Put every line of the items below into a numbered list, omitting blank lines. Leave the pictures out of your answer.

**Data:**
— Start —

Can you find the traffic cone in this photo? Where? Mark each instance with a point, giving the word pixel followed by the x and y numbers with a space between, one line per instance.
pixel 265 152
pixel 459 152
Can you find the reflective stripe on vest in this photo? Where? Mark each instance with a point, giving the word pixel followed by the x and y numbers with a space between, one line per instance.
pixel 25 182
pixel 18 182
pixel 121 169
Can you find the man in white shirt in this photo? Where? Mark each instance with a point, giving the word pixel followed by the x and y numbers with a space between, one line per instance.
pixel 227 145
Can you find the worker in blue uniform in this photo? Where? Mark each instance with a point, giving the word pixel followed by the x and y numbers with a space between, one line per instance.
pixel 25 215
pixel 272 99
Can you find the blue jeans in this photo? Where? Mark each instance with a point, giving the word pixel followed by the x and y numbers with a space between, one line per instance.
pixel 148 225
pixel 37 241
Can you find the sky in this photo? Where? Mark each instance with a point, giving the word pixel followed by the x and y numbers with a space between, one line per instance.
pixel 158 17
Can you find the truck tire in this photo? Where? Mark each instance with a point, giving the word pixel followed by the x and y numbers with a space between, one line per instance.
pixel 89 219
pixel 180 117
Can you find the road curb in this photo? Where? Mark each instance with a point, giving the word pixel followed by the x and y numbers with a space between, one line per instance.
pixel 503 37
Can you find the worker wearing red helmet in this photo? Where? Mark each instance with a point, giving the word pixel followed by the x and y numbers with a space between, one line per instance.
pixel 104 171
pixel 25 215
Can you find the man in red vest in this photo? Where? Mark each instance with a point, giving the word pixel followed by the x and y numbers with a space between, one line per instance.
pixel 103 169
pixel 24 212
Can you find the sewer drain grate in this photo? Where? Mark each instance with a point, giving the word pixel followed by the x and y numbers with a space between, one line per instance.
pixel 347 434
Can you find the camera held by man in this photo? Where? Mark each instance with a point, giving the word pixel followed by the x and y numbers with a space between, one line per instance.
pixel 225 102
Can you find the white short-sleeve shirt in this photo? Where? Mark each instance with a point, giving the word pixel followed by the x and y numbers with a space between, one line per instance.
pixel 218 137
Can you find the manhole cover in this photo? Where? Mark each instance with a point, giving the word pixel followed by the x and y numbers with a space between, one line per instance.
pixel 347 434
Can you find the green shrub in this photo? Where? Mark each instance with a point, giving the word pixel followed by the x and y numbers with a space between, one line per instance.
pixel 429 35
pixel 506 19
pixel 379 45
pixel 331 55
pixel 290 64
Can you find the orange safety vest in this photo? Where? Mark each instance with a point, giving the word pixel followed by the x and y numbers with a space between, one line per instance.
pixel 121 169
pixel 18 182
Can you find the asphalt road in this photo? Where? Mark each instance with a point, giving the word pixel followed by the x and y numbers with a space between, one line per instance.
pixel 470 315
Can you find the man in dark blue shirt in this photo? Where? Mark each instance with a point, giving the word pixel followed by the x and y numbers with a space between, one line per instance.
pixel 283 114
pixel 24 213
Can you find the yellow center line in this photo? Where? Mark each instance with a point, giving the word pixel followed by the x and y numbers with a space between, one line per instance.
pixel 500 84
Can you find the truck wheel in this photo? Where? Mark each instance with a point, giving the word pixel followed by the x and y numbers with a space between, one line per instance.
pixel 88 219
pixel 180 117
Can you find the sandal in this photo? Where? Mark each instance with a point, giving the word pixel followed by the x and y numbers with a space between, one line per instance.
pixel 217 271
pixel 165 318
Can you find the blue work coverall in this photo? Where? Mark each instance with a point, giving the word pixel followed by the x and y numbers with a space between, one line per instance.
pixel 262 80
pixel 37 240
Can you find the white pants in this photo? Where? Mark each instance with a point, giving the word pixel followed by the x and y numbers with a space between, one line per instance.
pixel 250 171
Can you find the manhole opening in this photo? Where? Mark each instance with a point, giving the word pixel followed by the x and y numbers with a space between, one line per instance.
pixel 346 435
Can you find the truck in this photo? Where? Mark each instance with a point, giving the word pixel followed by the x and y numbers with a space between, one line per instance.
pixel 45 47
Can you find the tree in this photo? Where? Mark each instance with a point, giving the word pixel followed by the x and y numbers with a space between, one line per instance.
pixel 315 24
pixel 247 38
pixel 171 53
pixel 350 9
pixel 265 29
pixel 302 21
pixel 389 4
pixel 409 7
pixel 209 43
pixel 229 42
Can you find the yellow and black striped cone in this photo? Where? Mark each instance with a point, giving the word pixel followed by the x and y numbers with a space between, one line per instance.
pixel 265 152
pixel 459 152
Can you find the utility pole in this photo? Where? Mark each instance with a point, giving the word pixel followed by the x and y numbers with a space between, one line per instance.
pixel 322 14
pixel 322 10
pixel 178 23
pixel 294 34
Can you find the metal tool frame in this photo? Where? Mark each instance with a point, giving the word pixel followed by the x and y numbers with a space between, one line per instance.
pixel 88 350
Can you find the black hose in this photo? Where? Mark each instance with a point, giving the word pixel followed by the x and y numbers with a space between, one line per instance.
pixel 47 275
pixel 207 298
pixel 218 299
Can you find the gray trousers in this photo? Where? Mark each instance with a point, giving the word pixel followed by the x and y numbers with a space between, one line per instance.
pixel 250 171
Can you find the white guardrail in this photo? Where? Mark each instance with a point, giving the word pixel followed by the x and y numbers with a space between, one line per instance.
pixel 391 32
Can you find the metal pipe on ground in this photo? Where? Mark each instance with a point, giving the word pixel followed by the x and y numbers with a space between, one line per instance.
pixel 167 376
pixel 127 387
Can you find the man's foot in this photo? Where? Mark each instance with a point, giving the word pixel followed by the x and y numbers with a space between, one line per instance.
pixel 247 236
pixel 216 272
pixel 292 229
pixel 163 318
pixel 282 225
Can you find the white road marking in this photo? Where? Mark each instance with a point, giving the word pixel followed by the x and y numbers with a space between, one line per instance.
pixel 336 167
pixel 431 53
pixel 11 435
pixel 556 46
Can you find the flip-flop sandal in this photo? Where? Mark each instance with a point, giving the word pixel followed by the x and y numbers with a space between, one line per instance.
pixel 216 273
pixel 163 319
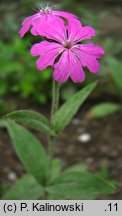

— End —

**Answer to this exercise:**
1. Can you find the traffic cone in this photo? Where? Mark each instance with a point, giving the word pixel followed by the x and y numbers with a space between, one line per instance.
2. pixel 265 152
3. pixel 459 152
4. Can you find the reflective stripe on vest in this photo? Where? Mark each instance with a point, giving the word pixel followed by the x and y numbers with a space between, one line per instance.
5. pixel 25 182
6. pixel 18 182
7. pixel 121 169
8. Can you find the man in white shirt in this photo? Where? Mark each instance with a point, giving the word pixel followed by the x and y numbers with a space between, one line per instance.
9. pixel 227 145
10. Can you find the worker in blue uniform in this photo? Where? Mark each instance with a point, giving the word pixel followed by the x and y numbers with a space between, one line per instance.
11. pixel 25 215
12. pixel 272 99
13. Can you find the blue jeans in this photo? Where? Mark each instance with a point, giving the word pixel followed by the x and y numbers with a space between, one line per instance.
14. pixel 148 225
15. pixel 37 241
16. Can you find the sky in this photo? Where? Mark each instance with a point, giving the word pixel followed by the x and y numbers with a space between, one line per instance.
17. pixel 158 17
18. Can you find the truck tire in this photo? Where? Mark each instance with a point, giving the word pixel followed by the x and y numbers with a space between, one line per instance.
19. pixel 89 219
20. pixel 180 117
21. Can you find the road curb in this photo? Where? Mark each instance with a point, giving the word pixel followed by the x and y numbers with a space between, one line per instance.
22. pixel 503 37
23. Can you find the worker wearing red helmet in this photo? Where? Mark each instance with a point, giving the word pixel followed by the x and y numbers with a space between, one line per instance.
24. pixel 104 171
25. pixel 25 215
26. Can you find the man in red vest in this photo? Where? Mark each instance with a point, giving the word pixel followed by the x and y numbers with a space between, one line per instance.
27. pixel 103 169
28. pixel 24 212
29. Can you find the sewer drain grate in this photo? Where? Mark each instance with a point, giving the word pixel followed by the x and y numbers with a space between, one line per instance.
30. pixel 347 434
31. Can you find the camera held by man in this photo? Where? Mark each instance with a point, giving the word pixel followed by the x and y numbers with a space between, one line per instance.
32. pixel 225 102
33. Can you find the white short-sleeve shirt in this photo? Where? Mark each instance with a point, giving the word pixel followed by the x and y numbers with a space between, one line per instance.
34. pixel 218 137
35. Can you find the manhole cover in this photo? Where? Mark each instance with a point, giving the word pixel followed by the x and y numbers with a space between, one line per instance.
36. pixel 347 434
37. Can you find the green shrub in this photo? Where? Mark each instance with a point, giving the word pixel followed by the x and y numbers with a space between, one line per instance.
38. pixel 429 35
39. pixel 506 19
40. pixel 379 45
41. pixel 331 55
42. pixel 290 64
43. Can you find the orange safety vest in this photo? Where? Mark each instance with a point, giving the word pixel followed by the x and y numbers with a space between, one line per instance.
44. pixel 121 169
45. pixel 18 182
46. Can you find the asphalt road in this photo? Where? Mark each instance with a point, giving the word pixel followed by the x and y numbers with a space between, one line per instance.
47. pixel 470 315
48. Can you find the man in dark blue shirt in this photo? Where? Mark each instance with a point, giving the word pixel followed by the x and y numbers with a space between, one line per instance.
49. pixel 283 114
50. pixel 24 213
51. Can you find the yellow center line in this photo? Where? Mark each instance with a point, giving the word pixel followed by the x and y numbers with a space between, one line per instance.
52. pixel 500 84
53. Can you find the truck wheel in this photo? Where? Mark each instance with a point, giving the word pixel followed by the x and y numbers with a space between, one line per instance.
54. pixel 88 219
55. pixel 180 117
56. Can you find the sandal in this photo? Where? Mark each instance with a point, giving the word pixel followed by the x and y numbers with a space between, one line per instance.
57. pixel 217 271
58. pixel 165 318
59. Can you find the blue work coverall in this photo? Where? Mark each instance with a point, giving the word pixel followed by the x and y numbers with a space between, one line per instance.
60. pixel 262 80
61. pixel 37 240
62. Can you find the white pants in this photo? Where? Mark each instance with a point, giving the word pixel followed by the x and y numbers with a space between, one line per instance.
63. pixel 250 171
64. Can you find the manhole opening in this photo? Where? Mark each instance with a point, giving the word pixel followed by the x and y numbers with a space between, one line per instance.
65. pixel 346 435
66. Can you find the truck in this photo? Where? Mark each instance with a point, giving the word pixel followed by the x and y numbers with a space between, one line per instance.
67. pixel 45 47
68. Can you find the tree in this photo? Where? Mark each instance with a point, giving the word pixel followed by the x and y numbers with a space between, one line per instance.
69. pixel 315 24
70. pixel 247 38
71. pixel 171 53
72. pixel 350 9
73. pixel 265 29
74. pixel 302 21
75. pixel 389 4
76. pixel 409 7
77. pixel 209 43
78. pixel 229 42
79. Can you find the yellow and black striped cone in this photo? Where? Mark each instance with a point, giving the word pixel followed by the x and y numbers with a space between, one line per instance.
80. pixel 265 152
81. pixel 459 152
82. Can you find the utility pole in this photo? Where? Mark each instance with a point, giving the word pixel followed by the x and y numbers with a space between, one line per instance.
83. pixel 322 14
84. pixel 322 10
85. pixel 178 23
86. pixel 294 34
87. Can you find the metal tool frame in this photo? Where? Mark each instance with a point, giving the word pixel followed by the x and y numbers with a space between, one line per instance.
88. pixel 88 350
89. Can you find the black hose in this photo? Where? Mark each instance with a point, giving the word pixel followed by the x and y numbers with a space between, one line per instance.
90. pixel 47 275
91. pixel 207 298
92. pixel 218 299
93. Can you find the gray trousers in this photo? Where? Mark each instance with a point, giving the word pixel followed by the x and y numbers with a space between, one line per instance.
94. pixel 250 171
95. Can you find the white guardrail in this photo? Where? Mark each instance with a point, giving the word pixel followed by the x and y numbers with a space between, one line per instance.
96. pixel 391 32
97. Can you find the metal pipe on ground in this photo? Where? Mark each instance with a point, giving the word pixel followed by the x and y numbers with a space between, one line per instance.
98. pixel 167 376
99. pixel 127 387
100. Can you find the man's foot in this photo? Where? Mark each instance with a point, giving the word pixel followed by the x and y numbers with a space between, one line per instance.
101. pixel 247 236
102. pixel 216 272
103. pixel 292 229
104. pixel 163 318
105. pixel 282 225
106. Can you find the white road marking in this photo? Where? Mark each instance with a point, giving the word pixel followed by the x and y numbers with a space between, one line per instance.
107. pixel 336 167
108. pixel 431 53
109. pixel 11 435
110. pixel 556 46
111. Can you find the flip-flop sandal in this photo? Where? Mark each instance with a point, giving the word pixel followed by the x and y numbers with a space between, one line per instance.
112. pixel 216 273
113. pixel 163 319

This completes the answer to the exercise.